Copy the part of the workers' compensation passage that begins at the words "When the employer, third" and stops after "our occupational centers.", changing "enormous" to "huge".

▸ READING TEXT
☆ ☆ ☆

So how can an employer win or reduce costs if a claimant does not have to reveal anything at all about one’s past medical history during the course of litigation?  This is the essential question that all employers, carriers and third party administrators must answer.  After all, only a relatively small portion of accidents are clear-cut and witnessed.  Many are not witnessed and often involve mechanisms of injury that do not seem to correlate with the physical complaints. Without getting a detailed past medical history, employers time and again pay for prior non-work or age-related health conditions masquerading as workers’ compensation injuries.

The solution to this dilemma for employers in New Jersey and most states is to get detailed information about past history of injuries, past treatment, past pain management, prior hobbies and car accidents at the outset of the claim before the case goes to litigation. This can be accomplished by detailed incident or accident report forms filled out by the employee, or by recorded statements taken by insurance professionals.

When the employer, third party administrator or carrier refers the case to medical professionals for treatment, the medical office should also take its own detailed past medical history, and that information needs to be included in the medical reports that go to the third party administrator or carrier.  Causation is the overriding issue in most workers’ compensation cases because so many claimants have a prior history of back, neck, shoulder, knee and other conditions.  Occupational clinics which do not obtain or provide to the employer/carrier this sort of detailed past medical history are costing employers enormous sums of money.  Unfortunately, employers do not get the history forms that most of the occupational clinics use so they do not realize until too late how inadequate the past medical history really is in some of our occupational centers.

When it comes to litigation, less history is more beneficial for the injured worker.  The less past medical information provided to the employer or carrier, the better for the claimant because all present medical conditions can then be ascribed to the work injury, whether or not the condition is really work related or just age related.  For the employer the opposite is true:  the more past medical history is obtained, the less the employer will ultimately pay in workers’ compensation costs.  New Jersey allows a credit under N.J.S.A. 34:15-12(d) for previous disability.  But that presupposes that the employer can get the information about previous disability in the first place.

For example, if the injured employee had a prior herniated disc diagnosed in 2001 from a car accident, and now has a new injury to the same level, the credit for the 2001 condition could save the employer $25,000 to $30,000 – if the employer discovers it to begin with.   The best time to get that information is either by reviewing prior post-offer medical examinations at the time or hire or by reviewing initial accident history forms filled out by the employee at the time of the alleged work injury.   As mentioned above, when the case goes to litigation, the rules are not favorable to employers in terms of prior discovery.  There no bills pending in the Legislature to provide more discovery to employers. Meanwhile, rates are rising considerably with an award of 35% amounting to well over $85,000 at 2016 rates.  Just ten years ago, the same percentage award was worth $67,000.  The only thing that has not changed in this 10-year period is that employers have next to no discovery in the formal litigation process.

☆ ☆ ☆

Referring expression data
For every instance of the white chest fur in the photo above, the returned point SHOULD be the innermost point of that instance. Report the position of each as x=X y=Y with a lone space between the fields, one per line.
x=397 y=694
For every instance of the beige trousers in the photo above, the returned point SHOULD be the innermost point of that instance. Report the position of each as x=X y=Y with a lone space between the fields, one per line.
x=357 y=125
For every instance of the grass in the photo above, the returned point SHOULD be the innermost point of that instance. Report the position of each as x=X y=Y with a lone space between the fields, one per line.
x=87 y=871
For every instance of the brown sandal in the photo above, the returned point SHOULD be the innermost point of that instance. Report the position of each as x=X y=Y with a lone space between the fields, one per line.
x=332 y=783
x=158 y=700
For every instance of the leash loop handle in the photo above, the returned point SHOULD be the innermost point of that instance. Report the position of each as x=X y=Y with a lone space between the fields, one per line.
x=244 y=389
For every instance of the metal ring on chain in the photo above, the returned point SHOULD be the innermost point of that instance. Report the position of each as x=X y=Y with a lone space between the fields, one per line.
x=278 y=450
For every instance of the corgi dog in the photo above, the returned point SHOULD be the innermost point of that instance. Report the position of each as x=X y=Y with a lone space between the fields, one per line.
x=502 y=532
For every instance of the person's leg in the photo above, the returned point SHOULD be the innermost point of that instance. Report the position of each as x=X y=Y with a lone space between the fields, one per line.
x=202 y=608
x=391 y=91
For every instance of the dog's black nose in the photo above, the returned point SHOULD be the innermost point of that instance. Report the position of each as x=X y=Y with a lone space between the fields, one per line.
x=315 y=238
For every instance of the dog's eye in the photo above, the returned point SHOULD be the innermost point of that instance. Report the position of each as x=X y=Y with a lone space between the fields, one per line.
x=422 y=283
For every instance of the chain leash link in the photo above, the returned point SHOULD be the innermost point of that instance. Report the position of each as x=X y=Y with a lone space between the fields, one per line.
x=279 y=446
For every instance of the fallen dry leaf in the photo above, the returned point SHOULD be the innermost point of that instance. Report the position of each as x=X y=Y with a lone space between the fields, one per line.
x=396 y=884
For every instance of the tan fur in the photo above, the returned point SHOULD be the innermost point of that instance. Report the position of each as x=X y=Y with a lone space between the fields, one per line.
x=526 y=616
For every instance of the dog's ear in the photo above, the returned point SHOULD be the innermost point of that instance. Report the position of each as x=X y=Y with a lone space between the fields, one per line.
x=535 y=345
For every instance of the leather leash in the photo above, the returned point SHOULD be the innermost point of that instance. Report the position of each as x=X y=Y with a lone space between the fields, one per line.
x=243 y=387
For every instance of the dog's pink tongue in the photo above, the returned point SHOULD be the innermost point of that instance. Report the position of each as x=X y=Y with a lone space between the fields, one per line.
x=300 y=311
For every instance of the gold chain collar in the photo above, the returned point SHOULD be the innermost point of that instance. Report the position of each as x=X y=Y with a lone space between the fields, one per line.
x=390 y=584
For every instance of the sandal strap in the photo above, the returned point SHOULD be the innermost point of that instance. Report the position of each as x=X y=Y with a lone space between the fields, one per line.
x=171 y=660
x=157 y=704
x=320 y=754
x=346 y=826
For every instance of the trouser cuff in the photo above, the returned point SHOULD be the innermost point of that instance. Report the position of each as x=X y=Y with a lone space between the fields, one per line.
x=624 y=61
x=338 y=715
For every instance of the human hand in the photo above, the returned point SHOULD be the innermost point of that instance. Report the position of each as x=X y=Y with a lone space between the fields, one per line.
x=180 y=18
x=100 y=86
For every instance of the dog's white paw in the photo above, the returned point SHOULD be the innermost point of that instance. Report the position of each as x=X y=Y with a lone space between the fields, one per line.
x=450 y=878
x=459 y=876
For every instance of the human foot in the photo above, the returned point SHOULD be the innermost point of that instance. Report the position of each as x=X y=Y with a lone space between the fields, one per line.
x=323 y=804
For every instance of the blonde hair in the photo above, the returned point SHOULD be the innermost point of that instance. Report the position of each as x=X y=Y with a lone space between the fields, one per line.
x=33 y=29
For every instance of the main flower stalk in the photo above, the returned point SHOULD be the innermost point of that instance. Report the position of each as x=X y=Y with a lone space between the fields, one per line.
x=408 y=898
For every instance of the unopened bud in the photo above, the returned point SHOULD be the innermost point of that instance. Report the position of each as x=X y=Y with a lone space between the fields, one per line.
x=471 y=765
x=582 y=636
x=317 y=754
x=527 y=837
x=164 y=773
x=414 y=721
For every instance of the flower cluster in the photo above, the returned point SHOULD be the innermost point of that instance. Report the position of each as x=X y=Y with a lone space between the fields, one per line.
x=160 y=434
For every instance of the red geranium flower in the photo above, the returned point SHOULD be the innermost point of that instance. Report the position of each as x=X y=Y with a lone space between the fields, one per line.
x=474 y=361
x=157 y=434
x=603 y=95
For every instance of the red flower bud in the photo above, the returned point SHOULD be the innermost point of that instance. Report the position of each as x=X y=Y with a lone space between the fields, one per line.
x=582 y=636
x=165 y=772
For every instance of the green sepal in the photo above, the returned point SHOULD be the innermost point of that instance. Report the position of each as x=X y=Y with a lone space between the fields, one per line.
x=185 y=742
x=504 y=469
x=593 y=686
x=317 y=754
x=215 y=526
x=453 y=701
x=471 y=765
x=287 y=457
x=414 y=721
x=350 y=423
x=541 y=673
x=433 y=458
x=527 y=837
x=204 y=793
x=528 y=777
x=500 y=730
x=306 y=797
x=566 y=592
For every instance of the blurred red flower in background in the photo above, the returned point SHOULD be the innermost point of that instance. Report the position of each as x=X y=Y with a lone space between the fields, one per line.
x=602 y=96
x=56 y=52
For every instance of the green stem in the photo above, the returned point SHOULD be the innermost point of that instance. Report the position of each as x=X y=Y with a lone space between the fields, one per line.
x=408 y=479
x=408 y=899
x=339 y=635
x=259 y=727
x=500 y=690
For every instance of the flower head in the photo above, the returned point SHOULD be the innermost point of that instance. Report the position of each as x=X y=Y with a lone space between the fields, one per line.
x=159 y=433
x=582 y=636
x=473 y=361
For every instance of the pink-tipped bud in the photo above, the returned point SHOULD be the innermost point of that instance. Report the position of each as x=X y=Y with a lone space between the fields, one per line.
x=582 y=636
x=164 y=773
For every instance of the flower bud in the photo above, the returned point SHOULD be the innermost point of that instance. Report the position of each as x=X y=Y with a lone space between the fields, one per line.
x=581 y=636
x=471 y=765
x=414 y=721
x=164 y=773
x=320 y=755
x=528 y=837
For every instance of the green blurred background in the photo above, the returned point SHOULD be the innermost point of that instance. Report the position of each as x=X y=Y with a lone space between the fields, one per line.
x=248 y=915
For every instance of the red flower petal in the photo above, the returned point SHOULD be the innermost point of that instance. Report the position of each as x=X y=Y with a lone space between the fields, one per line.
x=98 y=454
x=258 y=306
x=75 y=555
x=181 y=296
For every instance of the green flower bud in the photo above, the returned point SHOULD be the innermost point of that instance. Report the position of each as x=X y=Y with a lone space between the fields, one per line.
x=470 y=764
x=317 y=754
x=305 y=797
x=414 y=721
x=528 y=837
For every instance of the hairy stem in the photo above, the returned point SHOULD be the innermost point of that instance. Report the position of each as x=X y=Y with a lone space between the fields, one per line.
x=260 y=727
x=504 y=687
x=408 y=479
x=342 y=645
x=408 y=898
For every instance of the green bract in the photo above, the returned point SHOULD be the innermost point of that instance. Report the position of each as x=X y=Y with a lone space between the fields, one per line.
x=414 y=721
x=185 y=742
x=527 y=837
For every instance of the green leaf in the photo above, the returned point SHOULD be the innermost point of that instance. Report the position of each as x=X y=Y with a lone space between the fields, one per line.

☆ ☆ ☆

▸ OUTPUT BELOW
When the employer, third party administrator or carrier refers the case to medical professionals for treatment, the medical office should also take its own detailed past medical history, and that information needs to be included in the medical reports that go to the third party administrator or carrier.  Causation is the overriding issue in most workers’ compensation cases because so many claimants have a prior history of back, neck, shoulder, knee and other conditions.  Occupational clinics which do not obtain or provide to the employer/carrier this sort of detailed past medical history are costing employers huge sums of money.  Unfortunately, employers do not get the history forms that most of the occupational clinics use so they do not realize until too late how inadequate the past medical history really is in some of our occupational centers.